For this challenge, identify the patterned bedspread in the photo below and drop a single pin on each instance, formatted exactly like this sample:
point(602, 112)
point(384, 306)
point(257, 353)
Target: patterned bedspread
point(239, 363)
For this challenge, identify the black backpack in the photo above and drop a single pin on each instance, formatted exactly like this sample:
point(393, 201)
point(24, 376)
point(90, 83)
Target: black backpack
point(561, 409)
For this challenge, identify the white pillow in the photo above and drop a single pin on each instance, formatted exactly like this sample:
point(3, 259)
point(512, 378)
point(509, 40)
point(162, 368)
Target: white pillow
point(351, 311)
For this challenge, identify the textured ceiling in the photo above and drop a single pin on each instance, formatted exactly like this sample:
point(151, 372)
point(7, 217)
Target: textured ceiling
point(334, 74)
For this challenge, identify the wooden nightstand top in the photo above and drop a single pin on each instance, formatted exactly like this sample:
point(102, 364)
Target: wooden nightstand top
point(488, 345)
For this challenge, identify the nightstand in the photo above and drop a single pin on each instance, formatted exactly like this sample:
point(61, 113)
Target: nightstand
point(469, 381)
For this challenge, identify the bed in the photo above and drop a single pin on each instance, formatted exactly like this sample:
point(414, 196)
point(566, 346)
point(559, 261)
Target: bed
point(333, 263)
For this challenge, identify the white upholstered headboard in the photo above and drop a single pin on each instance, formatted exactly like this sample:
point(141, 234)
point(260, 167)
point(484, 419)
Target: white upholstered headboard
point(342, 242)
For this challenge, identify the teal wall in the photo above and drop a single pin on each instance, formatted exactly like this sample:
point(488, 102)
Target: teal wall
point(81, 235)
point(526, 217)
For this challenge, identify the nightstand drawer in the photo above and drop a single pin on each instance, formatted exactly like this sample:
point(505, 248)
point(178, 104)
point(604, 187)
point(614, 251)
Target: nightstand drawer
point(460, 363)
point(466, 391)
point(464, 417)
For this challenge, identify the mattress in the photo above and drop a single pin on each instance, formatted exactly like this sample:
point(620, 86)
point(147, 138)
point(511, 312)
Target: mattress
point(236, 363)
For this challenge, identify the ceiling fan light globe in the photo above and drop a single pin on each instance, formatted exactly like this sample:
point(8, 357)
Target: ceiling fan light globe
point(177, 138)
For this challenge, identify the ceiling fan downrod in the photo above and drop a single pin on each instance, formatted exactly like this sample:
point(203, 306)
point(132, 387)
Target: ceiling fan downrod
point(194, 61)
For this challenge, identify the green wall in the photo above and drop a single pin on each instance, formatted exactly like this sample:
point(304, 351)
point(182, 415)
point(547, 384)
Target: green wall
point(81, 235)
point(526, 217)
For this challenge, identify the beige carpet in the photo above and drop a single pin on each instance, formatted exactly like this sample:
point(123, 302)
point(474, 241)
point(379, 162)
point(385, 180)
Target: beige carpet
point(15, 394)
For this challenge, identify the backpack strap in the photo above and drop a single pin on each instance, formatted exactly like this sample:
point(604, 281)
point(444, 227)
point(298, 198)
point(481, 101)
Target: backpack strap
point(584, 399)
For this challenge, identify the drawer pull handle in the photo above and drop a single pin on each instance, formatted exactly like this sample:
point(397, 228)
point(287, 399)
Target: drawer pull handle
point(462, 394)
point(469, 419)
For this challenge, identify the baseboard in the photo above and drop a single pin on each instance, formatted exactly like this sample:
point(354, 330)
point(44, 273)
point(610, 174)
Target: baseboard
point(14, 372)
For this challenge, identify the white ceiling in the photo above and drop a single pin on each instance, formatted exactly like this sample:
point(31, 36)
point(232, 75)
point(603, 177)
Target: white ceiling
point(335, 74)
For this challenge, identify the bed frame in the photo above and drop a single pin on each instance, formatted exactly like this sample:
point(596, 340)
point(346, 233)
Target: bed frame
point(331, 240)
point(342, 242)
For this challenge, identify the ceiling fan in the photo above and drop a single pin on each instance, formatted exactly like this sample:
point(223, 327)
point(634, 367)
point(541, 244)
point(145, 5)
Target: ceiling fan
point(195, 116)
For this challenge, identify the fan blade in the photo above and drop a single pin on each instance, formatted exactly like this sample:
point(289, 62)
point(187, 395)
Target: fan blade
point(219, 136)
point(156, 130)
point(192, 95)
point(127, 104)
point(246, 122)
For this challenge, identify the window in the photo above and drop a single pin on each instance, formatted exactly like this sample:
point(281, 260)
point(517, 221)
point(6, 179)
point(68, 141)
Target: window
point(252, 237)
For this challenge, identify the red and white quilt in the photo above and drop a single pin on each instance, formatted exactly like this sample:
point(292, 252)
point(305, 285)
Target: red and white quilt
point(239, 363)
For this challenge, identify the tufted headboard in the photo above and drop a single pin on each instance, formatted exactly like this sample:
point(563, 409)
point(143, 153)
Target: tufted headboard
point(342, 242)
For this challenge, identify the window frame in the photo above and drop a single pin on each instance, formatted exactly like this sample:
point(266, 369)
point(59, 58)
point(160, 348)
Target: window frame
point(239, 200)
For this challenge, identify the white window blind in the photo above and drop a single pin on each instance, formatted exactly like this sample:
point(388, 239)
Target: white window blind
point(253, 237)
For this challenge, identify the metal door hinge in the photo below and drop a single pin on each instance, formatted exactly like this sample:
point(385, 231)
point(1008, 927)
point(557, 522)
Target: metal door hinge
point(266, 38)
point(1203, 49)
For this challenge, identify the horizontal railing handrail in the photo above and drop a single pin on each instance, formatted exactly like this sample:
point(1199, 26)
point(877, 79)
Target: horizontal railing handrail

Requirements:
Print out all the entries precisely as written.

Solution:
For this challenge, identify the patterned bedspread in the photo below and drop a single pin on each instance, formatted exactly like this sample:
point(602, 112)
point(384, 306)
point(257, 353)
Target: patterned bedspread
point(239, 363)
For this challenge, identify the black backpack in the photo above and drop a single pin on each instance, formatted exactly like this sample:
point(393, 201)
point(24, 376)
point(90, 83)
Target: black backpack
point(561, 409)
For this challenge, identify the white pillow in the photo above and drop a single pin on each instance, formatted exactly like this sample:
point(3, 259)
point(512, 378)
point(509, 40)
point(162, 368)
Target: white pillow
point(351, 311)
For this challenge, identify the textured ceiling in the photo above and drop a single pin on each instance, formatted exactly like this sample:
point(151, 372)
point(7, 217)
Target: textured ceiling
point(334, 74)
For this challenge, identify the wooden nightstand top in the photo above and drop a single pin on each instance, formatted exactly like this sample:
point(102, 364)
Target: wooden nightstand top
point(488, 345)
For this challenge, identify the nightstand in the photo above and drop a single pin on each instance, formatted exactly like this sample:
point(61, 113)
Target: nightstand
point(469, 381)
For this challenge, identify the bed in the photo above and drop a single pin on each instance, formatted exactly like this sample:
point(414, 196)
point(566, 346)
point(559, 261)
Target: bed
point(333, 263)
For this challenge, identify the white upholstered headboard in the photo above and drop a single pin on each instance, formatted exactly like this sample:
point(141, 234)
point(260, 167)
point(484, 419)
Target: white upholstered headboard
point(342, 242)
For this challenge, identify the teal wall in the photo above and drop a single pin on each instance, formatted exactly like this sample:
point(488, 102)
Target: teal wall
point(81, 235)
point(526, 217)
For this challenge, identify the nightstand drawer in the photo above and drop a single pin on each instance, formatted exactly like this sample:
point(505, 248)
point(178, 104)
point(604, 187)
point(614, 251)
Target: nightstand drawer
point(460, 363)
point(466, 391)
point(464, 417)
For this challenge, identify the mattress in the photo above and drop a single pin on each instance, formatted exactly like this sample:
point(620, 86)
point(147, 138)
point(511, 312)
Target: mattress
point(236, 363)
For this challenge, identify the ceiling fan light globe in the photo above and drop a single pin on each instance, formatted exactly like this sample:
point(8, 357)
Target: ceiling fan light globe
point(177, 138)
For this challenge, identify the ceiling fan downrod in the photo above and drop a single pin on each instance, formatted exactly like this sample:
point(203, 306)
point(132, 387)
Target: ceiling fan downrod
point(194, 61)
For this challenge, identify the green wall in the photo above and drop a single pin on each instance, formatted exactly like this sample:
point(304, 351)
point(182, 415)
point(547, 384)
Target: green wall
point(81, 235)
point(526, 217)
For this challenge, identify the beige carpet in the photo above and drop a single pin on each instance, formatted exactly like this sample:
point(123, 302)
point(474, 241)
point(379, 162)
point(385, 180)
Target: beige carpet
point(15, 394)
For this challenge, identify the backpack strap in the photo above and drop a single pin on each instance, formatted exactly like this sample:
point(604, 281)
point(444, 227)
point(298, 198)
point(481, 101)
Target: backpack strap
point(584, 399)
For this challenge, identify the drawer pull handle in the photo above and drop a single pin on each instance, formatted exactly like this sample:
point(397, 228)
point(287, 399)
Target: drawer pull handle
point(462, 394)
point(469, 419)
For this challenge, identify the baseboard in the photo above and drop a single pin on each instance, formatted exactly like this sample:
point(354, 330)
point(44, 273)
point(610, 174)
Target: baseboard
point(14, 372)
For this challenge, identify the white ceiling in the photo above and drop a single pin on each instance, formatted exactly like this sample:
point(31, 36)
point(232, 75)
point(603, 177)
Target: white ceiling
point(335, 74)
For this challenge, identify the bed frame in the photo above and drop a single pin on each instance, formatted exactly like this sample:
point(596, 340)
point(346, 233)
Target: bed frame
point(331, 240)
point(342, 242)
For this challenge, identify the ceiling fan in the photo above and drop a single pin on each instance, formatted exactly like this sample:
point(223, 327)
point(634, 367)
point(541, 244)
point(145, 5)
Target: ceiling fan
point(195, 116)
For this challenge, identify the fan blade in the photo above and drop a single pin on each instance, formatted exactly like this sample:
point(289, 62)
point(187, 395)
Target: fan blade
point(219, 136)
point(156, 130)
point(192, 95)
point(127, 104)
point(246, 122)
For this challenge, identify the window in the photo above and drop a single pin on each instance, formatted exactly like this sample:
point(281, 260)
point(517, 221)
point(6, 179)
point(68, 141)
Target: window
point(252, 237)
For this challenge, identify the red and white quilt in the photo above and drop a single pin on each instance, formatted exactly like this sample:
point(292, 252)
point(305, 285)
Target: red and white quilt
point(239, 363)
For this challenge, identify the tufted headboard in the photo above and drop a single pin on each instance, formatted exactly like this sample:
point(563, 409)
point(143, 153)
Target: tufted headboard
point(342, 242)
For this challenge, identify the window frame in the photo above and drop a single pin on each instance, formatted exactly like this sample:
point(266, 369)
point(59, 58)
point(160, 348)
Target: window frame
point(239, 200)
For this challenge, identify the white window blind in the photo above and drop a single pin on each instance, formatted exactly like this sample:
point(388, 239)
Target: white window blind
point(253, 237)
For this challenge, identify the metal door hinge in the photo below and drop a single pin on each instance, formatted exactly like this sample:
point(385, 231)
point(1008, 927)
point(557, 522)
Target: metal door hinge
point(266, 38)
point(1203, 49)
For this challenge, identify the horizontal railing handrail in the photo above and drop a single pin on each instance, formatted exactly like this sample:
point(1199, 26)
point(877, 79)
Target: horizontal railing handrail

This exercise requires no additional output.